(The task) Gather every line of the material below that contains the string "pocket" and copy each one out in full.

(Provided records)
## Start

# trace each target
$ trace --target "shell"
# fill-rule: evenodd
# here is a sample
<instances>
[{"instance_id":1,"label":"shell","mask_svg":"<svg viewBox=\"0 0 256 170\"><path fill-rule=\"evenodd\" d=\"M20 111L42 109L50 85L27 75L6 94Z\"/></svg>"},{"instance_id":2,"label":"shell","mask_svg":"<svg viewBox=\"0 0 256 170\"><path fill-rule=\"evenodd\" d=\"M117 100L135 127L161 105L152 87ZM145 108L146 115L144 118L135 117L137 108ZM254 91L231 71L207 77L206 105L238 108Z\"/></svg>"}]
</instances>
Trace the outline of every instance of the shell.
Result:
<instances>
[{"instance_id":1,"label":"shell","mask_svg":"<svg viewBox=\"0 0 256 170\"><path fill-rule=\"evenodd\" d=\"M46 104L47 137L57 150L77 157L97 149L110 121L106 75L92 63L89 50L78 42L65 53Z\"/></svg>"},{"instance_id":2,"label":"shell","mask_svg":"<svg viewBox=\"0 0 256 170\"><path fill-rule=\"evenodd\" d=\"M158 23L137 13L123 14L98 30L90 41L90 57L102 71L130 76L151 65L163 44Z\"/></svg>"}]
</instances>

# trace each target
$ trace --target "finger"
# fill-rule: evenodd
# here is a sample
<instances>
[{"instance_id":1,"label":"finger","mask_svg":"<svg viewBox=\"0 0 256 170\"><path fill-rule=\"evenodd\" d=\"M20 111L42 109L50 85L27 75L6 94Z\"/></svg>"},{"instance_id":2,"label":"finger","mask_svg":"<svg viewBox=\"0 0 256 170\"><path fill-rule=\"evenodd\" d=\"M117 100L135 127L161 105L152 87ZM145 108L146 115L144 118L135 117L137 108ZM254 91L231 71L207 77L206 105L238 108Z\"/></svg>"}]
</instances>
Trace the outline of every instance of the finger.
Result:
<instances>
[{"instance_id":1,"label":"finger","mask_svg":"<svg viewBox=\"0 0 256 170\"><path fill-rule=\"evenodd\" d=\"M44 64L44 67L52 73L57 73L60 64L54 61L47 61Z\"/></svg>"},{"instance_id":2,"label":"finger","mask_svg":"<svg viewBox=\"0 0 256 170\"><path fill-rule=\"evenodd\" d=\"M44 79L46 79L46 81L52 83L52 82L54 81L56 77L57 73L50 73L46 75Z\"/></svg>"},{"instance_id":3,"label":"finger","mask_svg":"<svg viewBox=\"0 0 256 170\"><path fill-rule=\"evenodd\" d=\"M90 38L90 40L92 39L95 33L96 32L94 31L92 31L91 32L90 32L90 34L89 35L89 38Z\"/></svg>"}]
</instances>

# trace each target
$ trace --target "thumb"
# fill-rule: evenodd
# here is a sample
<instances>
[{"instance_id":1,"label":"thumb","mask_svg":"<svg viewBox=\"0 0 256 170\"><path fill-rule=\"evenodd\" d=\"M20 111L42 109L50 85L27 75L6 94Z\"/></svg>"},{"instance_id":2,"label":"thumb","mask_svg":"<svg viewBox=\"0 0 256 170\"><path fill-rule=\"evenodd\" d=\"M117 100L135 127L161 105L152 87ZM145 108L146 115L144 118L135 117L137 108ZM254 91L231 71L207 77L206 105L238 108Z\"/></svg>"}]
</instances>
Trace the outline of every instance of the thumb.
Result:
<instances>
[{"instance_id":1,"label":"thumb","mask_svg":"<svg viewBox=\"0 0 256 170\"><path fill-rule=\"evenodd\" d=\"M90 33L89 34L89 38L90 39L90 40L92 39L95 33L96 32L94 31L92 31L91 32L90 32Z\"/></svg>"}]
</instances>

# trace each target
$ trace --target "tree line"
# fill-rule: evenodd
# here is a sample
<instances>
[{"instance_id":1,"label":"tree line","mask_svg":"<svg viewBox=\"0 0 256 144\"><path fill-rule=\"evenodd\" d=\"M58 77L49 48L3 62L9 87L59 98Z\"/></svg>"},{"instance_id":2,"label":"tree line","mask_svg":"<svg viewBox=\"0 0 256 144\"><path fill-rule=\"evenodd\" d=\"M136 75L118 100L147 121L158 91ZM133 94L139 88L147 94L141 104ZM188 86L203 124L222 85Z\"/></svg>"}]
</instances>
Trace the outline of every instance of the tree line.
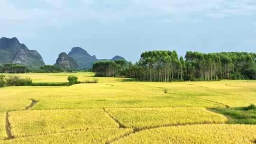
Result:
<instances>
[{"instance_id":1,"label":"tree line","mask_svg":"<svg viewBox=\"0 0 256 144\"><path fill-rule=\"evenodd\" d=\"M127 69L127 62L124 60L98 61L93 63L92 71L97 76L114 77Z\"/></svg>"},{"instance_id":2,"label":"tree line","mask_svg":"<svg viewBox=\"0 0 256 144\"><path fill-rule=\"evenodd\" d=\"M135 63L125 63L121 66L115 61L98 62L92 71L98 76L120 75L146 81L256 79L254 53L188 51L184 58L175 51L146 51Z\"/></svg>"},{"instance_id":3,"label":"tree line","mask_svg":"<svg viewBox=\"0 0 256 144\"><path fill-rule=\"evenodd\" d=\"M23 65L18 64L4 64L0 65L0 72L2 73L26 73L29 72L29 70Z\"/></svg>"}]
</instances>

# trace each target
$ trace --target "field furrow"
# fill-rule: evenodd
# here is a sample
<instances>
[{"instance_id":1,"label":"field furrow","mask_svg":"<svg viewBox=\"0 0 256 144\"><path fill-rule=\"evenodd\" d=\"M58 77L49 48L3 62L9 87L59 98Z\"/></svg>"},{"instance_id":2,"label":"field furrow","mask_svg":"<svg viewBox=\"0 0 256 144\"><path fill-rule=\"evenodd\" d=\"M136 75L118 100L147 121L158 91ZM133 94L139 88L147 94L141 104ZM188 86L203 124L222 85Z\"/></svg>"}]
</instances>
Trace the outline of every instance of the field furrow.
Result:
<instances>
[{"instance_id":1,"label":"field furrow","mask_svg":"<svg viewBox=\"0 0 256 144\"><path fill-rule=\"evenodd\" d=\"M95 129L0 141L1 144L104 144L132 132L130 129Z\"/></svg>"},{"instance_id":2,"label":"field furrow","mask_svg":"<svg viewBox=\"0 0 256 144\"><path fill-rule=\"evenodd\" d=\"M252 144L256 140L256 126L212 124L146 129L113 144Z\"/></svg>"},{"instance_id":3,"label":"field furrow","mask_svg":"<svg viewBox=\"0 0 256 144\"><path fill-rule=\"evenodd\" d=\"M108 108L106 110L126 127L141 130L163 126L221 124L224 116L205 108Z\"/></svg>"},{"instance_id":4,"label":"field furrow","mask_svg":"<svg viewBox=\"0 0 256 144\"><path fill-rule=\"evenodd\" d=\"M9 120L15 137L119 126L102 109L15 111Z\"/></svg>"}]
</instances>

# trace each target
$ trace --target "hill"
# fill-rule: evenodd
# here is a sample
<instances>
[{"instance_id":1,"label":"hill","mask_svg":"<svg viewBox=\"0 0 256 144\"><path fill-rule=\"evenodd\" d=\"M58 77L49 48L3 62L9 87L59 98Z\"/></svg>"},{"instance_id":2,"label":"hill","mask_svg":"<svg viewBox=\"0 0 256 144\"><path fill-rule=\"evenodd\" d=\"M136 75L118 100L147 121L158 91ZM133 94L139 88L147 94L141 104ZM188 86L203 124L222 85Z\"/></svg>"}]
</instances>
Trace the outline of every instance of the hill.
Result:
<instances>
[{"instance_id":1,"label":"hill","mask_svg":"<svg viewBox=\"0 0 256 144\"><path fill-rule=\"evenodd\" d=\"M78 68L78 65L76 62L72 58L68 56L65 53L61 53L59 54L59 57L54 65L58 68L65 70Z\"/></svg>"},{"instance_id":2,"label":"hill","mask_svg":"<svg viewBox=\"0 0 256 144\"><path fill-rule=\"evenodd\" d=\"M75 60L79 69L91 69L93 65L93 63L105 60L114 61L119 59L125 60L123 57L120 56L115 56L113 58L108 59L98 59L95 55L91 55L84 49L80 47L75 47L72 48L71 51L68 53L68 56Z\"/></svg>"},{"instance_id":3,"label":"hill","mask_svg":"<svg viewBox=\"0 0 256 144\"><path fill-rule=\"evenodd\" d=\"M28 49L16 37L0 39L0 64L4 63L20 64L30 68L45 65L40 54Z\"/></svg>"}]
</instances>

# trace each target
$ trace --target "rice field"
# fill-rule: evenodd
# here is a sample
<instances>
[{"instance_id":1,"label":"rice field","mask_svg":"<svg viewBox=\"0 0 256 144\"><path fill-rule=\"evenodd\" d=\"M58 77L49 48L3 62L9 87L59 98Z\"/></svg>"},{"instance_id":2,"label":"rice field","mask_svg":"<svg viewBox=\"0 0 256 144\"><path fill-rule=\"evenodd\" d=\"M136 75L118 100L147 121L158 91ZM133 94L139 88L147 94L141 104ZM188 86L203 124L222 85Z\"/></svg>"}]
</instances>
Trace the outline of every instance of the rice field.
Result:
<instances>
[{"instance_id":1,"label":"rice field","mask_svg":"<svg viewBox=\"0 0 256 144\"><path fill-rule=\"evenodd\" d=\"M107 111L122 126L137 130L196 124L221 124L224 116L202 108L115 108Z\"/></svg>"},{"instance_id":2,"label":"rice field","mask_svg":"<svg viewBox=\"0 0 256 144\"><path fill-rule=\"evenodd\" d=\"M256 126L199 125L147 129L114 144L252 144L256 139Z\"/></svg>"},{"instance_id":3,"label":"rice field","mask_svg":"<svg viewBox=\"0 0 256 144\"><path fill-rule=\"evenodd\" d=\"M19 75L35 82L55 83L67 82L70 75L80 81L95 78L88 72ZM256 140L256 110L234 111L256 105L255 81L167 83L97 78L98 83L70 87L0 88L0 144L253 144Z\"/></svg>"}]
</instances>

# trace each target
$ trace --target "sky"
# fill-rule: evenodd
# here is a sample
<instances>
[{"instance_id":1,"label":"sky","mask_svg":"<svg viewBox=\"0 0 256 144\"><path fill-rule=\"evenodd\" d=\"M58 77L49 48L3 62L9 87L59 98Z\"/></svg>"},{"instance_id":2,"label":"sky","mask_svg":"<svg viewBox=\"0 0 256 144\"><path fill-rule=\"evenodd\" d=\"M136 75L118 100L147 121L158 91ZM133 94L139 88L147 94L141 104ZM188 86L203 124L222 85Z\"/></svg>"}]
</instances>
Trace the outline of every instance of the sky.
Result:
<instances>
[{"instance_id":1,"label":"sky","mask_svg":"<svg viewBox=\"0 0 256 144\"><path fill-rule=\"evenodd\" d=\"M0 0L0 37L47 64L79 46L99 59L153 50L256 52L255 0Z\"/></svg>"}]
</instances>

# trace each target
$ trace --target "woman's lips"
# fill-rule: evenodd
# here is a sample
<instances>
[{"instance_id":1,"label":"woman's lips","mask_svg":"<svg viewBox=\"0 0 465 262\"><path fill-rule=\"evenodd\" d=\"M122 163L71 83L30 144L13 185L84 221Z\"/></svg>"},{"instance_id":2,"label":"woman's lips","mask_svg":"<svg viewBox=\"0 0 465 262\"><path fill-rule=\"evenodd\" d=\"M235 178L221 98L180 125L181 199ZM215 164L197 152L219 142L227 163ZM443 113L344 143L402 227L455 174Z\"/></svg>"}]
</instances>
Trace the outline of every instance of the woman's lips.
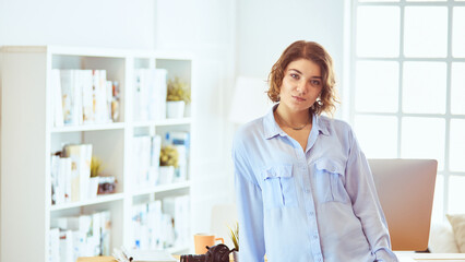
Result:
<instances>
[{"instance_id":1,"label":"woman's lips","mask_svg":"<svg viewBox=\"0 0 465 262\"><path fill-rule=\"evenodd\" d=\"M294 99L296 99L297 102L305 102L306 98L300 97L300 96L293 96Z\"/></svg>"}]
</instances>

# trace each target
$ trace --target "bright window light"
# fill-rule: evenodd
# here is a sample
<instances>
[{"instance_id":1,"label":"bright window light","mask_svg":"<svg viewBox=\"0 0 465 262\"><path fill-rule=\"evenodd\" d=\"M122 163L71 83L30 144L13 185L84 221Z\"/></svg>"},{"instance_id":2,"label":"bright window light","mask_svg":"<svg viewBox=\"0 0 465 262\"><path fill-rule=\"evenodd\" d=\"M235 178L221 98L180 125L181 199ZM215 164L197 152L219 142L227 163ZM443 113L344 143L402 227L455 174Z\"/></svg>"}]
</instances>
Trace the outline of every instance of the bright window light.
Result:
<instances>
[{"instance_id":1,"label":"bright window light","mask_svg":"<svg viewBox=\"0 0 465 262\"><path fill-rule=\"evenodd\" d=\"M401 141L403 158L432 158L439 170L444 168L444 119L404 117Z\"/></svg>"},{"instance_id":2,"label":"bright window light","mask_svg":"<svg viewBox=\"0 0 465 262\"><path fill-rule=\"evenodd\" d=\"M449 165L452 171L465 171L465 119L451 120Z\"/></svg>"},{"instance_id":3,"label":"bright window light","mask_svg":"<svg viewBox=\"0 0 465 262\"><path fill-rule=\"evenodd\" d=\"M444 114L445 70L446 64L444 62L405 62L403 111Z\"/></svg>"},{"instance_id":4,"label":"bright window light","mask_svg":"<svg viewBox=\"0 0 465 262\"><path fill-rule=\"evenodd\" d=\"M465 7L454 8L452 22L452 55L465 57Z\"/></svg>"},{"instance_id":5,"label":"bright window light","mask_svg":"<svg viewBox=\"0 0 465 262\"><path fill-rule=\"evenodd\" d=\"M400 8L360 7L357 12L357 55L397 57Z\"/></svg>"},{"instance_id":6,"label":"bright window light","mask_svg":"<svg viewBox=\"0 0 465 262\"><path fill-rule=\"evenodd\" d=\"M404 38L406 57L448 56L448 8L406 7Z\"/></svg>"},{"instance_id":7,"label":"bright window light","mask_svg":"<svg viewBox=\"0 0 465 262\"><path fill-rule=\"evenodd\" d=\"M465 32L465 31L464 31ZM465 115L465 63L452 63L451 112Z\"/></svg>"},{"instance_id":8,"label":"bright window light","mask_svg":"<svg viewBox=\"0 0 465 262\"><path fill-rule=\"evenodd\" d=\"M449 212L451 214L465 213L465 177L451 176L449 178Z\"/></svg>"},{"instance_id":9,"label":"bright window light","mask_svg":"<svg viewBox=\"0 0 465 262\"><path fill-rule=\"evenodd\" d=\"M355 107L357 111L397 111L398 62L358 61L356 72Z\"/></svg>"},{"instance_id":10,"label":"bright window light","mask_svg":"<svg viewBox=\"0 0 465 262\"><path fill-rule=\"evenodd\" d=\"M357 116L355 131L361 150L368 158L397 156L397 118Z\"/></svg>"}]
</instances>

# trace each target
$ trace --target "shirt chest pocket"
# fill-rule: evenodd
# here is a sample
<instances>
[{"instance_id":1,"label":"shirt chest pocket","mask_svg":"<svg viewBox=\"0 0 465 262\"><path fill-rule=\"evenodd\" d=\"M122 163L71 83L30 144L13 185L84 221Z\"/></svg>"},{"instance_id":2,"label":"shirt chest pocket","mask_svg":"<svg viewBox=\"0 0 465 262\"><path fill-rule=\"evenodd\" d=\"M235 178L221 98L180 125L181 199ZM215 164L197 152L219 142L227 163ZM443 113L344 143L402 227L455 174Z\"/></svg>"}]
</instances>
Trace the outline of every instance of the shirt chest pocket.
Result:
<instances>
[{"instance_id":1,"label":"shirt chest pocket","mask_svg":"<svg viewBox=\"0 0 465 262\"><path fill-rule=\"evenodd\" d=\"M296 181L293 165L279 165L262 171L263 204L265 209L297 205Z\"/></svg>"},{"instance_id":2,"label":"shirt chest pocket","mask_svg":"<svg viewBox=\"0 0 465 262\"><path fill-rule=\"evenodd\" d=\"M344 168L330 159L314 163L314 190L320 203L347 203L349 198L344 187Z\"/></svg>"}]
</instances>

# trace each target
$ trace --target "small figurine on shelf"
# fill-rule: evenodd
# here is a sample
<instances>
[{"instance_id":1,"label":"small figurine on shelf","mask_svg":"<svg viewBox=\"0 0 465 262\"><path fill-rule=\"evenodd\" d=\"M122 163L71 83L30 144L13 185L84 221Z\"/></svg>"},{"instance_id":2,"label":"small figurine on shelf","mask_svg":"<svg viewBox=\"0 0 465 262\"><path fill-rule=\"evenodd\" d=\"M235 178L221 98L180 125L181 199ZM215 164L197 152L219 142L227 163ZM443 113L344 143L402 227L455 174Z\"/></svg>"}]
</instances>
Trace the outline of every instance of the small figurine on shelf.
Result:
<instances>
[{"instance_id":1,"label":"small figurine on shelf","mask_svg":"<svg viewBox=\"0 0 465 262\"><path fill-rule=\"evenodd\" d=\"M172 145L162 147L159 154L158 183L170 183L175 177L175 168L178 168L179 153Z\"/></svg>"},{"instance_id":2,"label":"small figurine on shelf","mask_svg":"<svg viewBox=\"0 0 465 262\"><path fill-rule=\"evenodd\" d=\"M91 160L91 198L95 198L97 194L115 193L116 179L114 176L104 176L104 168L103 160L93 156Z\"/></svg>"},{"instance_id":3,"label":"small figurine on shelf","mask_svg":"<svg viewBox=\"0 0 465 262\"><path fill-rule=\"evenodd\" d=\"M178 76L168 80L168 93L166 96L166 117L183 118L184 108L191 102L191 91L186 82Z\"/></svg>"}]
</instances>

## End

(The result)
$ trace --target "shirt chest pocket"
[{"instance_id":1,"label":"shirt chest pocket","mask_svg":"<svg viewBox=\"0 0 465 262\"><path fill-rule=\"evenodd\" d=\"M122 163L71 83L30 144L13 185L84 221Z\"/></svg>"},{"instance_id":2,"label":"shirt chest pocket","mask_svg":"<svg viewBox=\"0 0 465 262\"><path fill-rule=\"evenodd\" d=\"M235 178L221 98L180 125L181 199ZM215 164L197 152L219 142L227 163ZM443 113L344 143L402 227L455 174Z\"/></svg>"}]
Trace the outline of every instance of the shirt chest pocket.
[{"instance_id":1,"label":"shirt chest pocket","mask_svg":"<svg viewBox=\"0 0 465 262\"><path fill-rule=\"evenodd\" d=\"M296 181L293 165L279 165L262 171L263 204L265 209L297 205Z\"/></svg>"},{"instance_id":2,"label":"shirt chest pocket","mask_svg":"<svg viewBox=\"0 0 465 262\"><path fill-rule=\"evenodd\" d=\"M344 168L330 159L314 163L314 190L320 203L347 203L349 198L344 187Z\"/></svg>"}]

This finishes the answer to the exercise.